■ Written exercise:
Could you edit the lines below so that each "drop a point on" becomes "put a dot on", with nothing else changed?

Collected data

####

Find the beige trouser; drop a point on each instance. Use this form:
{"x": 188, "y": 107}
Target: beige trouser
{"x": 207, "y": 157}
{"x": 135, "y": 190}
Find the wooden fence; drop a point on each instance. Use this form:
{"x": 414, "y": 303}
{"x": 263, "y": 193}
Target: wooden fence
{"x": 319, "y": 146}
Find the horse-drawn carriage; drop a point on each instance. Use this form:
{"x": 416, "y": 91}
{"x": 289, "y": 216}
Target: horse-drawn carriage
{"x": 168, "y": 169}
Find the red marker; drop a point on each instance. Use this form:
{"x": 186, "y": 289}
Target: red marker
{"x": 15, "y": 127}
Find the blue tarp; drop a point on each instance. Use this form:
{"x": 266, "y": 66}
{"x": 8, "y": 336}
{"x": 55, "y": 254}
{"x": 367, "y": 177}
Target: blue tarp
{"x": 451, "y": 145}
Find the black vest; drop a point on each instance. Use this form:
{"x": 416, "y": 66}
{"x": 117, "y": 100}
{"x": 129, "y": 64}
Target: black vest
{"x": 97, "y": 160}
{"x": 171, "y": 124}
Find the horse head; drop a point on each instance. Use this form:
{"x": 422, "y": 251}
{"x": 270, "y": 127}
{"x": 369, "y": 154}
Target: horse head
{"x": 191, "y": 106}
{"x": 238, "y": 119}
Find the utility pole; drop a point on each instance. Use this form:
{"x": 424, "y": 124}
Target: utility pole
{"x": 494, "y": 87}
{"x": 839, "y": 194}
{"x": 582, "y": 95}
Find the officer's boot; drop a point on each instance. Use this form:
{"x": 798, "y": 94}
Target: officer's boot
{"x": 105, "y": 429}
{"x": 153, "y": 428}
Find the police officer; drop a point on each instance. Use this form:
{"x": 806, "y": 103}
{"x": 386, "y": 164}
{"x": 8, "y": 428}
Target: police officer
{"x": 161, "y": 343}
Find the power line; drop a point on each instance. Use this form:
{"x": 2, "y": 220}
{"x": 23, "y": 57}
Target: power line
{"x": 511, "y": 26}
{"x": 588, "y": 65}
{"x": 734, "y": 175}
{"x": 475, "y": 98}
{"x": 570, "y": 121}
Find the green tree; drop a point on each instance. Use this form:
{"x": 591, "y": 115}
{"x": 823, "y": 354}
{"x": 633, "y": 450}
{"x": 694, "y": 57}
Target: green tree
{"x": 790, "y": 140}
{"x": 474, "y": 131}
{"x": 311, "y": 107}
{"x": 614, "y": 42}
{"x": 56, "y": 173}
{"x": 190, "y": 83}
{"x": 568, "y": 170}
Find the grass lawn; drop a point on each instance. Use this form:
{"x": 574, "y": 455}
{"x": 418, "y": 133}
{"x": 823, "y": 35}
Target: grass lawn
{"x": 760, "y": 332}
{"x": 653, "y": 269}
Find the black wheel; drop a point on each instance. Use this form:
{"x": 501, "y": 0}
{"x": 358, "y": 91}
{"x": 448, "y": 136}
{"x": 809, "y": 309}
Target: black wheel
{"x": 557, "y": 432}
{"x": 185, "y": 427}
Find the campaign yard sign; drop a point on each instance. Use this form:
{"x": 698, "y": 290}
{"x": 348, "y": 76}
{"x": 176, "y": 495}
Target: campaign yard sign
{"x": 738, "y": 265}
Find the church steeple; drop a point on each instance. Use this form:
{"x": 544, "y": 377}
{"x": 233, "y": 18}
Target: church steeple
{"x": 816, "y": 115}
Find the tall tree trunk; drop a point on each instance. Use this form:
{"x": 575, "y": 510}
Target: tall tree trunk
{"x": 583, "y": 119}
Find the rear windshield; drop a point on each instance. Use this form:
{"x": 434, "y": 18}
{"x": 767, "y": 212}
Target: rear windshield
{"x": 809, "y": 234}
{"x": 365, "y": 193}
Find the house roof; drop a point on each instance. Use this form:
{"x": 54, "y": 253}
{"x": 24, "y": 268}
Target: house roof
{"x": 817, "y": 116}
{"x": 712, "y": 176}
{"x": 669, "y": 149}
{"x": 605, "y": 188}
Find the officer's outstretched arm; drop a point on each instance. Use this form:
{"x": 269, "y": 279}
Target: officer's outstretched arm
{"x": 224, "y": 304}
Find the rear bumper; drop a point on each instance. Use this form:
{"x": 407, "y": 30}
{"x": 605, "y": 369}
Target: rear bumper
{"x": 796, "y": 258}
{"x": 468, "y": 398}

####

■ Expected answer:
Find the beige trouser; put a dot on each instance. Use this form:
{"x": 188, "y": 107}
Target: beige trouser
{"x": 207, "y": 157}
{"x": 135, "y": 190}
Find the wooden fence; put a dot on each instance. Use this form:
{"x": 414, "y": 303}
{"x": 263, "y": 193}
Target: wooden fence
{"x": 319, "y": 146}
Find the horse-drawn carriage; put a dot on each instance. Use this form:
{"x": 416, "y": 91}
{"x": 289, "y": 216}
Target: horse-drawn carriage
{"x": 168, "y": 169}
Find the red marker; put a dot on each instance. Use this form:
{"x": 186, "y": 289}
Target: red marker
{"x": 15, "y": 127}
Find the blue tarp; put a dot on each instance. Use this form:
{"x": 266, "y": 66}
{"x": 8, "y": 336}
{"x": 55, "y": 254}
{"x": 367, "y": 177}
Target: blue tarp
{"x": 451, "y": 145}
Find the black vest; put a dot on each instance. Use this form:
{"x": 416, "y": 66}
{"x": 117, "y": 100}
{"x": 129, "y": 64}
Target: black vest
{"x": 97, "y": 160}
{"x": 171, "y": 124}
Find the horse head; put a dot on each instance. Use this form:
{"x": 422, "y": 251}
{"x": 270, "y": 127}
{"x": 369, "y": 154}
Target: horse head
{"x": 191, "y": 106}
{"x": 238, "y": 119}
Find the utility pole; put a dot on each instance. Use this form:
{"x": 424, "y": 124}
Target: utility pole
{"x": 494, "y": 87}
{"x": 839, "y": 194}
{"x": 582, "y": 95}
Find the officer's boot; put a dot on each instance. Use this form:
{"x": 798, "y": 94}
Target: officer's boot
{"x": 105, "y": 429}
{"x": 153, "y": 428}
Find the police officer; put a dot on each instance. Use this form:
{"x": 806, "y": 103}
{"x": 386, "y": 164}
{"x": 8, "y": 428}
Target: police officer
{"x": 161, "y": 343}
Find the power line; put a dot on each instance. Use this form:
{"x": 2, "y": 220}
{"x": 23, "y": 57}
Target: power line
{"x": 511, "y": 26}
{"x": 588, "y": 65}
{"x": 734, "y": 175}
{"x": 475, "y": 98}
{"x": 570, "y": 121}
Find the green tree; put a dot on each instance. Use this form:
{"x": 591, "y": 115}
{"x": 823, "y": 354}
{"x": 633, "y": 450}
{"x": 694, "y": 57}
Target: green tree
{"x": 790, "y": 140}
{"x": 474, "y": 131}
{"x": 311, "y": 107}
{"x": 614, "y": 42}
{"x": 56, "y": 173}
{"x": 190, "y": 83}
{"x": 568, "y": 170}
Find the grass lawn; put a dot on each instance. Use this form:
{"x": 574, "y": 455}
{"x": 418, "y": 133}
{"x": 823, "y": 35}
Target: grass lawn
{"x": 760, "y": 332}
{"x": 653, "y": 269}
Find the black wheel; put a dot on each instance. Use this form:
{"x": 501, "y": 0}
{"x": 358, "y": 91}
{"x": 448, "y": 136}
{"x": 809, "y": 309}
Target: black wheel
{"x": 557, "y": 432}
{"x": 185, "y": 427}
Find the campaign yard sign; put a dot on each instance. Use this form:
{"x": 698, "y": 290}
{"x": 348, "y": 76}
{"x": 176, "y": 495}
Target: campaign yard sign
{"x": 738, "y": 265}
Find the church steeple; put a dot on each instance. Use this form:
{"x": 544, "y": 377}
{"x": 233, "y": 18}
Target: church steeple
{"x": 816, "y": 115}
Find the tall tree trunk; put a dot on each instance. Use this form:
{"x": 575, "y": 510}
Target: tall tree trunk
{"x": 583, "y": 119}
Find the rear windshield; put a dot on each instance. Use this form:
{"x": 434, "y": 18}
{"x": 767, "y": 212}
Target: rear windshield
{"x": 809, "y": 234}
{"x": 365, "y": 193}
Find the house roof; put a dot on each instance. Use this form:
{"x": 54, "y": 253}
{"x": 24, "y": 268}
Target: house roof
{"x": 817, "y": 116}
{"x": 712, "y": 176}
{"x": 669, "y": 149}
{"x": 605, "y": 188}
Find the officer's outstretched arm; put a dot on each instance. Use this form:
{"x": 269, "y": 279}
Target: officer's outstretched arm
{"x": 224, "y": 304}
Find the rear bumper; put a dot on each instance. Use this form:
{"x": 407, "y": 30}
{"x": 605, "y": 369}
Target: rear bumper
{"x": 796, "y": 258}
{"x": 468, "y": 398}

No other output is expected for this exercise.